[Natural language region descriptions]
....................
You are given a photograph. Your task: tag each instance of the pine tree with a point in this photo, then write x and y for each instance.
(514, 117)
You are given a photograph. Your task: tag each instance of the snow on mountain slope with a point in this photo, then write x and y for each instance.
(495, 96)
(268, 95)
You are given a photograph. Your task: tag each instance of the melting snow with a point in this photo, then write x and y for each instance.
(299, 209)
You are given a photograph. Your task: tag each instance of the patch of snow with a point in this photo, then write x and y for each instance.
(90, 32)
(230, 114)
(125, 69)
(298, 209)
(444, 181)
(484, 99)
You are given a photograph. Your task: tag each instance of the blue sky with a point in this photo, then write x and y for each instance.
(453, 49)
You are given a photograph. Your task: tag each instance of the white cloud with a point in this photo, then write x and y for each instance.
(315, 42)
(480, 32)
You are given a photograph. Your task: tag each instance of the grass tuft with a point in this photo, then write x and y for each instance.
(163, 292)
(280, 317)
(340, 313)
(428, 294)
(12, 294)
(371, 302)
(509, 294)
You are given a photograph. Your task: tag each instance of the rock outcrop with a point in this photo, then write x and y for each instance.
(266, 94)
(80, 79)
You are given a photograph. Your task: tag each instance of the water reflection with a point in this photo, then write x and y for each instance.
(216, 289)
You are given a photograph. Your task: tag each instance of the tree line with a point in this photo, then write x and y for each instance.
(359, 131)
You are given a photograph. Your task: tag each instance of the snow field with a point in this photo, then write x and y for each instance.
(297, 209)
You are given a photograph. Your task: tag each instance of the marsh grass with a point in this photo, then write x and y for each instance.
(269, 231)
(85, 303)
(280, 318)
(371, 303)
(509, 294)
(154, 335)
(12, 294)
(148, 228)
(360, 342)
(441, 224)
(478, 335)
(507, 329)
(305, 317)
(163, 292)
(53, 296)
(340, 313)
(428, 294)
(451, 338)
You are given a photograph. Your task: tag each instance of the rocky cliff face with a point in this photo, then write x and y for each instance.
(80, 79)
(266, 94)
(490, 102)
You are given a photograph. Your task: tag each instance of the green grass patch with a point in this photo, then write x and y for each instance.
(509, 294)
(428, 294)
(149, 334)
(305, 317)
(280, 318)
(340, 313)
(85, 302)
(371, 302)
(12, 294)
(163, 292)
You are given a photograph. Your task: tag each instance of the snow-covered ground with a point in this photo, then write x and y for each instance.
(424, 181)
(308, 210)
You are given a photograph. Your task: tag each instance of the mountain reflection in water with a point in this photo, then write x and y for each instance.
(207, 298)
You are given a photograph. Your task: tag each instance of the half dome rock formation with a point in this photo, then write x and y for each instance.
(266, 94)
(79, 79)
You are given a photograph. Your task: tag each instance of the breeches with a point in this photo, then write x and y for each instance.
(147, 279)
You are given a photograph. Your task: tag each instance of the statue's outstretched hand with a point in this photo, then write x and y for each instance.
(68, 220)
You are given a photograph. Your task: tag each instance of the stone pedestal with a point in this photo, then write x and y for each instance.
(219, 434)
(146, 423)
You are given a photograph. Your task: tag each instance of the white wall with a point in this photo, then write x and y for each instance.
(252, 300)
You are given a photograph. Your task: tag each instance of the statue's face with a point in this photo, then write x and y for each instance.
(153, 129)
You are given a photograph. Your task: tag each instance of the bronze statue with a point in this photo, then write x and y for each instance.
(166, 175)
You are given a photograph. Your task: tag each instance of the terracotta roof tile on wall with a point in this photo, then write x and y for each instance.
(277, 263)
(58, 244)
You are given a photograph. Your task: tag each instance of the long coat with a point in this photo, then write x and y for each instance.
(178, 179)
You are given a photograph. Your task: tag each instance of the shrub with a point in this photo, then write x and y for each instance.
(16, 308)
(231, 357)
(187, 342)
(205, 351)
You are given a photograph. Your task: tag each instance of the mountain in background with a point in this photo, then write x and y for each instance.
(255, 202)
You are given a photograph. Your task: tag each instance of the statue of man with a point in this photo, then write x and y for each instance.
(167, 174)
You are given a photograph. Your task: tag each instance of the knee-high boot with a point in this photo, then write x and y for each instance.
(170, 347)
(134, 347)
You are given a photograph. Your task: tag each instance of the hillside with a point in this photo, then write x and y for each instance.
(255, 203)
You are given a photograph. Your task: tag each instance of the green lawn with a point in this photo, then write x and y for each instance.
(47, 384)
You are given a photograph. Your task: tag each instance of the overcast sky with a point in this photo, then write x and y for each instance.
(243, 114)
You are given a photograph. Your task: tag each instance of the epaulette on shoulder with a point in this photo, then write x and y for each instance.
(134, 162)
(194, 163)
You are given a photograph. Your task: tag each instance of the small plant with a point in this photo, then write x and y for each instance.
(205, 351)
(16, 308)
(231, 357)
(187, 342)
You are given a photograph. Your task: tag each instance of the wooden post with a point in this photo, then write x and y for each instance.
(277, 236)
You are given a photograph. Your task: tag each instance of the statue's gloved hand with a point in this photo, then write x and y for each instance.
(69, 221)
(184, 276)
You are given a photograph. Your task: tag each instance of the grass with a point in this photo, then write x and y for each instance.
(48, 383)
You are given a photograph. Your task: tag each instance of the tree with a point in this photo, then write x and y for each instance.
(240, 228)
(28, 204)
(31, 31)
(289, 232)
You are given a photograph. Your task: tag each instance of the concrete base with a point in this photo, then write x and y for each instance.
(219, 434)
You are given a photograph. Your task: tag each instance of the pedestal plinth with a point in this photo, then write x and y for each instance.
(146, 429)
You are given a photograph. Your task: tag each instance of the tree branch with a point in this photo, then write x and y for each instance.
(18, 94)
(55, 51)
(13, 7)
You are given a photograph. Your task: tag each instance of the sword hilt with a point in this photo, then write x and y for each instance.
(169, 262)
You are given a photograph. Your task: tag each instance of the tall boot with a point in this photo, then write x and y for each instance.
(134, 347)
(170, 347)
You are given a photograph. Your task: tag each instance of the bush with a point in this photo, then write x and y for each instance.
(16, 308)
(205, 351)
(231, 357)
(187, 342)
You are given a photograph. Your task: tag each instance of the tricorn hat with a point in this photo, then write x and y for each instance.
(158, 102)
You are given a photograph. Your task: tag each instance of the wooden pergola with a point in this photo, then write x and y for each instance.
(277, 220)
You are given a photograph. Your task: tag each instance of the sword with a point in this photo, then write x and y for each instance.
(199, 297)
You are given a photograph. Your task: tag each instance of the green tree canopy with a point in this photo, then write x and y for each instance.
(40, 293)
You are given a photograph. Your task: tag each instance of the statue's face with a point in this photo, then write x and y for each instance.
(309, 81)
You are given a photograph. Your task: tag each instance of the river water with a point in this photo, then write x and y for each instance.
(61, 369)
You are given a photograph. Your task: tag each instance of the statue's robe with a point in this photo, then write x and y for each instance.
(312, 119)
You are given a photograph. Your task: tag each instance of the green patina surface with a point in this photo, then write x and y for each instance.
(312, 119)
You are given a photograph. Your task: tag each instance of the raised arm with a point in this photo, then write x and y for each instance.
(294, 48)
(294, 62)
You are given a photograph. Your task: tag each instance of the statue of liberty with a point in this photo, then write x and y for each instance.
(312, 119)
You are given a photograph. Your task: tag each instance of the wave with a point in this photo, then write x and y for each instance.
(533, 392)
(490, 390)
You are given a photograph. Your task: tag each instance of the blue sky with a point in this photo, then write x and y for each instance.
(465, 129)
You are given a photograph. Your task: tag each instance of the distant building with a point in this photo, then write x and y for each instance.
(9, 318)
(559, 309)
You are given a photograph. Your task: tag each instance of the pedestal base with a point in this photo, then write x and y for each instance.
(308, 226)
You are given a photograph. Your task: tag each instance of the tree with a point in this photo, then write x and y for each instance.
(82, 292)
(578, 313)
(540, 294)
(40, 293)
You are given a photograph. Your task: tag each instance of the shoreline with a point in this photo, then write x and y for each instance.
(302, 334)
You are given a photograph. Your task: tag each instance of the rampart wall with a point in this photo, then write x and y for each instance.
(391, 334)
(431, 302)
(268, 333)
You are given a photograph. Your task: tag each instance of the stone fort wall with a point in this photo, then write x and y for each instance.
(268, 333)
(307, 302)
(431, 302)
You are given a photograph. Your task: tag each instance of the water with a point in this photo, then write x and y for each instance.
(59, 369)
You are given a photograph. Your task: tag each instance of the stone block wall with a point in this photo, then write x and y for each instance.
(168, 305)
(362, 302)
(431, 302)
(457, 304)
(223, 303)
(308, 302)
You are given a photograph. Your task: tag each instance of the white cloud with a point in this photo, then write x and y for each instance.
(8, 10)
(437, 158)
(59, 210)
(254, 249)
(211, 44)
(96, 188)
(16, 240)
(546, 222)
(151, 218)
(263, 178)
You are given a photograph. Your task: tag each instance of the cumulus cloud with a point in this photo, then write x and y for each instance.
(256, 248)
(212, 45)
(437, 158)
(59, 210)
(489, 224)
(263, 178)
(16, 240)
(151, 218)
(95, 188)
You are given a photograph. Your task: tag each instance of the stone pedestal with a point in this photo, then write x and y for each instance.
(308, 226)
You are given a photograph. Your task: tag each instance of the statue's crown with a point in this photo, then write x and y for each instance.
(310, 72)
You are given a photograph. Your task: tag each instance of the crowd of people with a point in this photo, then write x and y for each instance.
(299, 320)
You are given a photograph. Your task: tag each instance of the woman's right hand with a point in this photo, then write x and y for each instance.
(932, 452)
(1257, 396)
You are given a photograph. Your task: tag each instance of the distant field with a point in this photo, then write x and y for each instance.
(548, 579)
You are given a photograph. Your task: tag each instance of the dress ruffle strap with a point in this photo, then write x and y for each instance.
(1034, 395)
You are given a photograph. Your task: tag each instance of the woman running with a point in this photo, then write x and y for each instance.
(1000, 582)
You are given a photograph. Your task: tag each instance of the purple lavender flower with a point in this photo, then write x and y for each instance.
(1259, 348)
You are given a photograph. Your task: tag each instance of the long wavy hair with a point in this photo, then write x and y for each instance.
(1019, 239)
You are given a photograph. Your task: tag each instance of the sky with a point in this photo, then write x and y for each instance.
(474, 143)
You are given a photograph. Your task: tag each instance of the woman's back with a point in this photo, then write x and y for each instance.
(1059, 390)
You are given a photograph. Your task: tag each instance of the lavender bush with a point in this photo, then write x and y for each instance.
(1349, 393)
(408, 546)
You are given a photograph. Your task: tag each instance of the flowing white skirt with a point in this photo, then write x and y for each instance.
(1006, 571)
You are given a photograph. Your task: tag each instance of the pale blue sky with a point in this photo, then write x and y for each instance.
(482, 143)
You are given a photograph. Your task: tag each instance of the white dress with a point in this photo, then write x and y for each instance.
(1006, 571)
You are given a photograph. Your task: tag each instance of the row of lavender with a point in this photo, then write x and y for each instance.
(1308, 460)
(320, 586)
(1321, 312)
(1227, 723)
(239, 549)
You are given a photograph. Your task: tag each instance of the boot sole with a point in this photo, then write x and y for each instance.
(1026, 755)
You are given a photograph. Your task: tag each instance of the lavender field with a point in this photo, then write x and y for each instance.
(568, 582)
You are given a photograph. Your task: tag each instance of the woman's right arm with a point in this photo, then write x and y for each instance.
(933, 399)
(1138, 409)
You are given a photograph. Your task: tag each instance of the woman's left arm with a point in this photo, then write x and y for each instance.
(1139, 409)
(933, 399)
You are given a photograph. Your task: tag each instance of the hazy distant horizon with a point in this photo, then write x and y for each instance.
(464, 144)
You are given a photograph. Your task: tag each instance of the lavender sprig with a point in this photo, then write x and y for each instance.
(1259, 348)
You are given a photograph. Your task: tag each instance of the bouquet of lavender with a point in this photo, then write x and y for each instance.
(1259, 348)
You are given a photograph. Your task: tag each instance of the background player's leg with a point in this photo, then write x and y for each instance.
....................
**THE PROBLEM**
In the answer, return exactly the lines from the line containing "the woman's left" to the end of the records above, and no others.

**SOLUTION TO THIS TASK**
You are given a photograph. Your task: tag each instance of the woman's left arm with a point in this photo, then write x and y for each instance.
(1139, 409)
(933, 399)
You are given a photograph. Your task: tag each instance of the hazy distant horizon with a point in this photo, then write x and y for each instance.
(464, 144)
You are given a photograph. Your task: tag each instance of the lavender sprig with a point in this photo, then write x and y for each instance.
(1259, 348)
You are given a photograph. Your task: tag each instance of the bouquet of lavender with a point in this photo, then write x and y for each instance.
(1259, 348)
You are given a photograph. Your task: tag each instance of the background player's leg with a point in this photo, then write x and y for each instance.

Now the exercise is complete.